TO BE DONE:
Collect every line of the entries below that contains the word "Return", with uppercase and lowercase letters counting as different.

--- start ---

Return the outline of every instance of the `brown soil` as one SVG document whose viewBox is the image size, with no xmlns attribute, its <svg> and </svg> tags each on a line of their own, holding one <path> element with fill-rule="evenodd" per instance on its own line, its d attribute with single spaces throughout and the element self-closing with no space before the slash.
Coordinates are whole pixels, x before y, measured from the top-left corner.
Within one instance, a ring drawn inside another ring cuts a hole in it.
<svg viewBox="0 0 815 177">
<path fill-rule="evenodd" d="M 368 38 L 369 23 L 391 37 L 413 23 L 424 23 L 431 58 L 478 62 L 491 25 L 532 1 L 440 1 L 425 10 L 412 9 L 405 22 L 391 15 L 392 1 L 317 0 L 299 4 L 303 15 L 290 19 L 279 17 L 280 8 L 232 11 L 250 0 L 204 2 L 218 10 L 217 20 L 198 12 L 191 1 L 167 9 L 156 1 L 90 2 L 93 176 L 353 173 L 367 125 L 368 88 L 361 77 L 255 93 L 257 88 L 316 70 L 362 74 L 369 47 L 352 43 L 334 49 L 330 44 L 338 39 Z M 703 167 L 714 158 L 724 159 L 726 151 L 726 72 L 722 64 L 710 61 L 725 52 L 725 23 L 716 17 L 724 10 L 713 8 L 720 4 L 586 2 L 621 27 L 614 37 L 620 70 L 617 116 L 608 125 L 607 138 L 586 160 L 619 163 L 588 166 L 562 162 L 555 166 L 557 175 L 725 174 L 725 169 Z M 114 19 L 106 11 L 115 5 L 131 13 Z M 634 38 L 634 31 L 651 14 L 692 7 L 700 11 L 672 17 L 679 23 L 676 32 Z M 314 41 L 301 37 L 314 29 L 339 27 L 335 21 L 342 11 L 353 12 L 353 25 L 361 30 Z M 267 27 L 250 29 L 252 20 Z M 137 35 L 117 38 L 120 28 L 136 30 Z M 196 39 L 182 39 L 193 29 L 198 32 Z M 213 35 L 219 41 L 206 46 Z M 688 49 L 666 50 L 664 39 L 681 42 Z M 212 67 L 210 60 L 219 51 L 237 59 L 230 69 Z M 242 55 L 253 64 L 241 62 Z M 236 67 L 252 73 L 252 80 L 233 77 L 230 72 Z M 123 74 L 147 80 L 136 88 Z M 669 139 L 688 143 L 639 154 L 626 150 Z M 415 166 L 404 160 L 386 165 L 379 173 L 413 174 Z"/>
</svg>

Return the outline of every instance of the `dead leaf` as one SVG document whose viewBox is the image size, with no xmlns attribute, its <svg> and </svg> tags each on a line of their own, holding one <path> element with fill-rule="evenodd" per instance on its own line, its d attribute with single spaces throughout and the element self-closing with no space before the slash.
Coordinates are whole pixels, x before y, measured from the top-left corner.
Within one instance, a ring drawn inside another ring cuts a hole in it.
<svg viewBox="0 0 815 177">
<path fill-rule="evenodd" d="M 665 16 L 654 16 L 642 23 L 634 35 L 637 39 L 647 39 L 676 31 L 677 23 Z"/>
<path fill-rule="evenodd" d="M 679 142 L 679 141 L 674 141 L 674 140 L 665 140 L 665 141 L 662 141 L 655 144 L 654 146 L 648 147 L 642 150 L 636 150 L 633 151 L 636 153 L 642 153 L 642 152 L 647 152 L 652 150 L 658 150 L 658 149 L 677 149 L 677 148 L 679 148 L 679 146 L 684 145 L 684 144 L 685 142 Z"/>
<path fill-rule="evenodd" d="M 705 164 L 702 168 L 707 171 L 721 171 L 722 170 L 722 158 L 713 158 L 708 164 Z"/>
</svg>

--- end ---

TASK RESPONSE:
Return the outline of every instance of the `brown soil` as one SVG document whose viewBox is the image size, with no xmlns attribute, its <svg> and </svg> tags each on a line of their own, holding one <path> element with fill-rule="evenodd" per instance on its own line, its d attribute with single spaces throughout and the element self-closing with no space before the slash.
Return the outline of every instance of the `dead leaf` as one SVG document whose viewBox is the image size, with no xmlns attribute, its <svg> and </svg> tags each on a line of their own, holding one <path> element with fill-rule="evenodd" per instance on its own line, its d attribute with single spaces throughout and the element self-closing with no space before the slash.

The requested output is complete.